▶ TEXT SECTION:
▼

07/18/2024
Presenters at Historical Dance at Play: Express Thyself
Summer online workshop August 10-11, presented by The New York Baroque Dance Company.
Go to historical.dance for more information and schedule.
Caroline Copeland: (Associate Director) joined the New York Baroque Dance Company in 1996 and has since performed with the troupe throughout the United States and Europe, most notably at the Drottningholm Theater, the International Händelfestspiele Göttingen, Danspace at St. Mark’s Theater, the Guggenheim Museum, and at Potsdam Sanssouci. Caroline is also a featured artist with The Boston Early Music Festival where she is both a performer and choreographer. Her dancer/choreographer credits with BEMF include Steffani’s Niobe, Regina di Tebe, Handel’s Almira, and Campra’s Le Carnaval de Venise. As a solo performer, Caroline collaborates with many early music groups around the US and Europe. Appearances include performances with Cantata Profana, Juilliard415, Quicksilver, The Four Nations Ensemble, The New York Collegium, Brooklyn Baroque, The New Dutch Academy, Bourbon Baroque, and the New York Consort of Viols. And Caroline’s choreographies have been presented at the historic Federal Hall, The Metropolitan Museum of Art, The Public Theater, and the Philipszaal in the Hague.

▲

▶ DATA SUPPLIED:
▼

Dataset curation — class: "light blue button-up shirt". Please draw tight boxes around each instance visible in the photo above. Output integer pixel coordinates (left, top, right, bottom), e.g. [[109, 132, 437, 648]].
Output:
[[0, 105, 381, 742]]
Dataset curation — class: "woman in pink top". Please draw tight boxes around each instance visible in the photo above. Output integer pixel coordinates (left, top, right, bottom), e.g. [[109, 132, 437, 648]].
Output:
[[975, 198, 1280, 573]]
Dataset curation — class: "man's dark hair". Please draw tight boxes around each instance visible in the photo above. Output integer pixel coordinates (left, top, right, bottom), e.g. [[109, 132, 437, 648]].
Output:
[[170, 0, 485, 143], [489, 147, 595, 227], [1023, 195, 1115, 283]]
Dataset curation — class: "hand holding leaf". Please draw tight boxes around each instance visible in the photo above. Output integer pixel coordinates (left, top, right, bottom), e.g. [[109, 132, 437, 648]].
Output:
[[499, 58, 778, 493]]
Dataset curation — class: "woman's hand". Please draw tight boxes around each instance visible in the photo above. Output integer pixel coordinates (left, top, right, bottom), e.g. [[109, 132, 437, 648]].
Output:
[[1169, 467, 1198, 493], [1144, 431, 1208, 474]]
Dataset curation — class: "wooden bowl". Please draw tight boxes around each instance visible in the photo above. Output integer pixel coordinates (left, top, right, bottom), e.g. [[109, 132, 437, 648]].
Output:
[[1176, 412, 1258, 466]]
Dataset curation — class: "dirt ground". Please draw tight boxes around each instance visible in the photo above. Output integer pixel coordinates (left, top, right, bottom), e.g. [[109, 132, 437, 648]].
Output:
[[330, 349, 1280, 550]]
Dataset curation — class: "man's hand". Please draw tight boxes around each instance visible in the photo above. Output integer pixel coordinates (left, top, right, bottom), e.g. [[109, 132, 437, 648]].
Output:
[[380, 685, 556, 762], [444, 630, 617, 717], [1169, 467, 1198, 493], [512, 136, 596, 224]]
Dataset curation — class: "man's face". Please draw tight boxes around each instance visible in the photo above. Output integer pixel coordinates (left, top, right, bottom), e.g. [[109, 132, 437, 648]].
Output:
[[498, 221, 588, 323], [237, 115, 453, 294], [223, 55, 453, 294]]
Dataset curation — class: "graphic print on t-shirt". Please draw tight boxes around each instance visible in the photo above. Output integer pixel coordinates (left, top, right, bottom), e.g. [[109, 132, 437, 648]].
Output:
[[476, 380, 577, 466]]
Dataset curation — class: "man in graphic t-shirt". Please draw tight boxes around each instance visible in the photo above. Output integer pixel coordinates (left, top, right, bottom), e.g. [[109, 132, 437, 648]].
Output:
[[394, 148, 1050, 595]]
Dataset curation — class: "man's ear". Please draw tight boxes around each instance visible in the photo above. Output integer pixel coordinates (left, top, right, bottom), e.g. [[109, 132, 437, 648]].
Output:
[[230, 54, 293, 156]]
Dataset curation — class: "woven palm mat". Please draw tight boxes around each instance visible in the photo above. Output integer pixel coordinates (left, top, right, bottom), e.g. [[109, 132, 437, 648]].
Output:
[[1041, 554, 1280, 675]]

▲

▶ SET TASKS:
A) Translate this sentence from the workshop announcement into Spanish: "Caroline is also a featured artist with The Boston Early Music Festival where she is both a performer and choreographer."
B) According to the workshop announcement, in what year did Caroline Copeland join the New York Baroque Dance Company?

▶ EXPECTED ANSWERS:
A) Caroline también es artista destacada de The Boston Early Music Festival, donde es a la vez intérprete y coreógrafa.

B) 1996